- **DOCUMENT PASSAGE**:
“Rest in Pizza”: Remembering The Great Michigan Pizza Funeral

Funeral Industry News Lighter Side February 11, 2025
Mushroom Pizza Funeral

“Rest in Pizza”: Remembering The Great Michigan Pizza Funeral

The 1970s will be remembered as the decade that brought us polyester leisure suits, pet rocks, and shag carpeting — and perhaps one of the most unusual funerals in American history. This funeral, held in 1973, attracted the governor of Michigan, required an 18-foot-deep grave, and cost $39,000 at a time when the average funeral would run about $1,000. The craziest part though? This expensive funeral was for 29,000 cheese-and-mushroom pizzas.

Poison pizzas

The Great Michigan Pizza Funeral was the brainchild of Mario Fabbrini, the president of Fabbrini Family Foods of Ossineke, Michigan. Since immigrating to the United States from fascist Croatia, Fabbrini had gone from selling frozen pizzas from his home kitchen to running a factory that employed 22 people and produced 45,000 pizzas for about 1,000 Michigan outlets every week.

- **WHAT YOU WILL DO**:
• a. In the pizza funeral article, how many pizzas was the 1973 funeral held for?
• b. Reproduce the part of the pizza funeral article from "Funeral Industry News" up to and including "29,000 cheese-and-mushroom pizzas.".
Rely solely on the pizza funeral article for what comes next.

- **SUPPLIED INFORMATION**:
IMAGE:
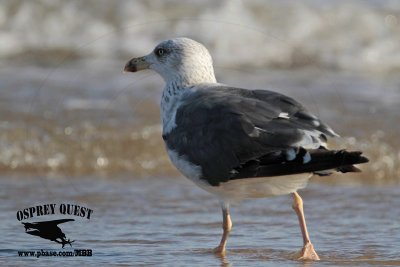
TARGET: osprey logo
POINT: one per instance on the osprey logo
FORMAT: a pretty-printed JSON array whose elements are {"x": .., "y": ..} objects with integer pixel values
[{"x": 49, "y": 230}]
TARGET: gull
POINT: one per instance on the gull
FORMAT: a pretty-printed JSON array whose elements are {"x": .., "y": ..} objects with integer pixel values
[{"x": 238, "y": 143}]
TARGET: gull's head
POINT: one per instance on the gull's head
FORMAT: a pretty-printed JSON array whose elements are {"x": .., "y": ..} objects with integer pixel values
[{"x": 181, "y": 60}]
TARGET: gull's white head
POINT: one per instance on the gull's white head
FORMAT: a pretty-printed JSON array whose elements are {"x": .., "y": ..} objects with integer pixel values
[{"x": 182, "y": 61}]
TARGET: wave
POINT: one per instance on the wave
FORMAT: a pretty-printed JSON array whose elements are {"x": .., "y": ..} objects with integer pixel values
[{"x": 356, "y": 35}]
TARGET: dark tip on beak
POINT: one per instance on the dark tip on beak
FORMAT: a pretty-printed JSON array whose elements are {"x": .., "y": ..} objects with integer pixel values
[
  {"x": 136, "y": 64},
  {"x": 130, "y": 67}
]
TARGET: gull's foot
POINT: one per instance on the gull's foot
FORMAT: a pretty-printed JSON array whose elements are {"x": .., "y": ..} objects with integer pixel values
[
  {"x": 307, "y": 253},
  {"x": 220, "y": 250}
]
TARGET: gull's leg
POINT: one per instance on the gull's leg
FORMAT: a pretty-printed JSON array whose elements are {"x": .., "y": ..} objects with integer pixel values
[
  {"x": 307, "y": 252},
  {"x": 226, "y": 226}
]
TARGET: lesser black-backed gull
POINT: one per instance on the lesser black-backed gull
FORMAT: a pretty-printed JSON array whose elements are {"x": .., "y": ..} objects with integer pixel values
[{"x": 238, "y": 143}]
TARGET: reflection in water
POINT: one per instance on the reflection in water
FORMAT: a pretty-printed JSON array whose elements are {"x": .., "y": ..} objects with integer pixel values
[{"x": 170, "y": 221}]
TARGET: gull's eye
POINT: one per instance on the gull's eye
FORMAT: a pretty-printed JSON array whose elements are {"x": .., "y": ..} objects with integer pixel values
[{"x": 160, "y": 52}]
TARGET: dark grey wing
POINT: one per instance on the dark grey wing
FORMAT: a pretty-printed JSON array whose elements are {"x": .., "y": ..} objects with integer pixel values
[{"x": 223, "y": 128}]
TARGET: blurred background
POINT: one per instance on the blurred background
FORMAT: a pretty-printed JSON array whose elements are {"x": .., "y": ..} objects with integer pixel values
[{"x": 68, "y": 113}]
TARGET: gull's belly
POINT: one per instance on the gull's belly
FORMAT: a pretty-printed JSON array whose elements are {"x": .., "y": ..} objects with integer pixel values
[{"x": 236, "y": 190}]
==
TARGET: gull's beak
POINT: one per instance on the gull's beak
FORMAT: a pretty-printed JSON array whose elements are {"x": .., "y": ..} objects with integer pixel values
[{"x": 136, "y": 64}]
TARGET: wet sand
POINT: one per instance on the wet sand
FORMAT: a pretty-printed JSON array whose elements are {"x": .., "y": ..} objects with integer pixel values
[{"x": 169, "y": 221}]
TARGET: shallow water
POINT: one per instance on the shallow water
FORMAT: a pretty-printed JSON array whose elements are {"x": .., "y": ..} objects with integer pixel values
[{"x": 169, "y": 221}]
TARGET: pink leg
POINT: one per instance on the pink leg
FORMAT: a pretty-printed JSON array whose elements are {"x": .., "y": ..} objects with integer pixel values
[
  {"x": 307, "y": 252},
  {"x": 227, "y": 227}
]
--
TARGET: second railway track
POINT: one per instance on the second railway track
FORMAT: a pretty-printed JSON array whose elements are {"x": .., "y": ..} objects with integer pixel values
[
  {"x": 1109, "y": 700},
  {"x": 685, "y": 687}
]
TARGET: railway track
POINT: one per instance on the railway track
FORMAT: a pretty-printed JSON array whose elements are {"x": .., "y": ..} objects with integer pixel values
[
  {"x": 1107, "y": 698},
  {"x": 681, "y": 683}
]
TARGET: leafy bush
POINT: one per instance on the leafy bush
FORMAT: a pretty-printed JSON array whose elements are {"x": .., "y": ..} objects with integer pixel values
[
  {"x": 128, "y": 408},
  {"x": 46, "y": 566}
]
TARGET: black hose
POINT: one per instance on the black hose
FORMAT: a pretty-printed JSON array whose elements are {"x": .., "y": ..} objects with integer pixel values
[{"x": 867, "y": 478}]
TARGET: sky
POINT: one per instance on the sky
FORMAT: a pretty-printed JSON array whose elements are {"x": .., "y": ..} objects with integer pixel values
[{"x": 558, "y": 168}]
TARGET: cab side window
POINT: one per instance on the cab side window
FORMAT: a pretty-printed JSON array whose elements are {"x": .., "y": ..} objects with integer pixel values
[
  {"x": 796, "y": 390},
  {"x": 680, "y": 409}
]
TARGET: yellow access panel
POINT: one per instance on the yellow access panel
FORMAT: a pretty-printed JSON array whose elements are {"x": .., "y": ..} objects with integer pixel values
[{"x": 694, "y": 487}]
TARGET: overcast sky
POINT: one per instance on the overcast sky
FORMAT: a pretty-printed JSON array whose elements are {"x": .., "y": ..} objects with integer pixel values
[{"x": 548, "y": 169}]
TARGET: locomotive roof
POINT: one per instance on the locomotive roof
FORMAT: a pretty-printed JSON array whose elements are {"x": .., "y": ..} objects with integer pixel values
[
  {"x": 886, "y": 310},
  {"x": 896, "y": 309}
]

- **SOLUTIONS PER TASK**:
• a. 29,000 cheese-and-mushroom pizzas

• b.
Funeral Industry News Lighter Side February 11, 2025
Mushroom Pizza Funeral

“Rest in Pizza”: Remembering The Great Michigan Pizza Funeral

The 1970s will be remembered as the decade that brought us polyester leisure suits, pet rocks, and shag carpeting — and perhaps one of the most unusual funerals in American history. This funeral, held in 1973, attracted the governor of Michigan, required an 18-foot-deep grave, and cost $39,000 at a time when the average funeral would run about $1,000. The craziest part though? This expensive funeral was for 29,000 cheese-and-mushroom pizzas.